**** MATERIAL FOR THE TASK ****

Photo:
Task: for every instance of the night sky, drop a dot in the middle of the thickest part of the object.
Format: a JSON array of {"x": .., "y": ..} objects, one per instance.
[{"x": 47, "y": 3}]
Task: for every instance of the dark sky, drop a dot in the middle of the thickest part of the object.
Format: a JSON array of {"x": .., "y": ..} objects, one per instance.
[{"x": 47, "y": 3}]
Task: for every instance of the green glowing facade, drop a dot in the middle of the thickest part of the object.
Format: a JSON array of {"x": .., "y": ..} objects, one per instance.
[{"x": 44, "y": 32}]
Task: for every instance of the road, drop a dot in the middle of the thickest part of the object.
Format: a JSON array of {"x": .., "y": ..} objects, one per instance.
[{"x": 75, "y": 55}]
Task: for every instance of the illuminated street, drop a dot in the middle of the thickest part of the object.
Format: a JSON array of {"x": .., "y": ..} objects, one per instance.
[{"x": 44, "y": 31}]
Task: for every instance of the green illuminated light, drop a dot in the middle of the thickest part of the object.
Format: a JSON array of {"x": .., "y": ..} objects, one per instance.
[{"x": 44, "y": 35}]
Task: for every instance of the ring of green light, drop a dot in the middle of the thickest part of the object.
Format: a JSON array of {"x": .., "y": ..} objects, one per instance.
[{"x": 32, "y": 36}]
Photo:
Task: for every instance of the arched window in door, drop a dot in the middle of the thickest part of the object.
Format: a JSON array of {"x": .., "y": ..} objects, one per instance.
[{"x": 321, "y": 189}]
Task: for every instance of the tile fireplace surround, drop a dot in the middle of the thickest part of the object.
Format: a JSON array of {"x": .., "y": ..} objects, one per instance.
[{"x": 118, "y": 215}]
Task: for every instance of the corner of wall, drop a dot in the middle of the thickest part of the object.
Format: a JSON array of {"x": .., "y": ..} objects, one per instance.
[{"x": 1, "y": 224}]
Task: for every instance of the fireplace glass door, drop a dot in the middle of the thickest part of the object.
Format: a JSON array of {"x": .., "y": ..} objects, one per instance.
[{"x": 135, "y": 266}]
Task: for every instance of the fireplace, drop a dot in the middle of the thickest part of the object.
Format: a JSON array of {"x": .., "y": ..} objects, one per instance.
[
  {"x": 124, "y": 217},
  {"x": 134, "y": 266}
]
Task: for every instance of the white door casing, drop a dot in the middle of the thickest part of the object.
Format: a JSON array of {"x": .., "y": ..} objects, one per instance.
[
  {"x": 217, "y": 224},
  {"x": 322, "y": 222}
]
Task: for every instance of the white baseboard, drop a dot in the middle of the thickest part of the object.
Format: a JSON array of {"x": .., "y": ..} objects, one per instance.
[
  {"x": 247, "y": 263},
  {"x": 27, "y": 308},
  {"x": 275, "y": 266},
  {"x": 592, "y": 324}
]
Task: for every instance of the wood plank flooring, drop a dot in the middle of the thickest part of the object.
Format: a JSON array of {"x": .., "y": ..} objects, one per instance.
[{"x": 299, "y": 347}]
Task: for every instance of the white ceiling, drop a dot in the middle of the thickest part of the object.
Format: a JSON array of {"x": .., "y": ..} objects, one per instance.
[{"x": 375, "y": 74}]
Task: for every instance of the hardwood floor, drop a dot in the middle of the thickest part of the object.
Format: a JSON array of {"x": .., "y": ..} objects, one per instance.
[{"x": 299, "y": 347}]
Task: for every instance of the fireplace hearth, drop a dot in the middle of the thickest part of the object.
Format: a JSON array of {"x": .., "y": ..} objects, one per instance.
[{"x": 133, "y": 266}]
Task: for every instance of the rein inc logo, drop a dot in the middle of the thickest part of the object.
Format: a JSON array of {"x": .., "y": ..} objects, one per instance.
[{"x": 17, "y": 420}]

****

_GIVEN REQUEST_
Rewrite the lines of the listing as a JSON list of strings, one string per line and blank lines omitted, covering only the lines from the one containing "Task: for every instance of the fireplace hearth, drop" through the end of the listing.

_SOLUTION FOR THIS TASK_
[
  "Task: for every instance of the fireplace hearth, drop a dot in the middle of the thickest part of the object.",
  "Format: a JSON array of {\"x\": .., \"y\": ..} objects, one per instance.",
  "[{\"x\": 133, \"y\": 266}]",
  "Task: for every instance of the rein inc logo, drop a dot in the middle of the thickest part of the object.",
  "Format: a JSON array of {\"x\": .., \"y\": ..} objects, one per instance.",
  "[{\"x\": 17, \"y\": 420}]"
]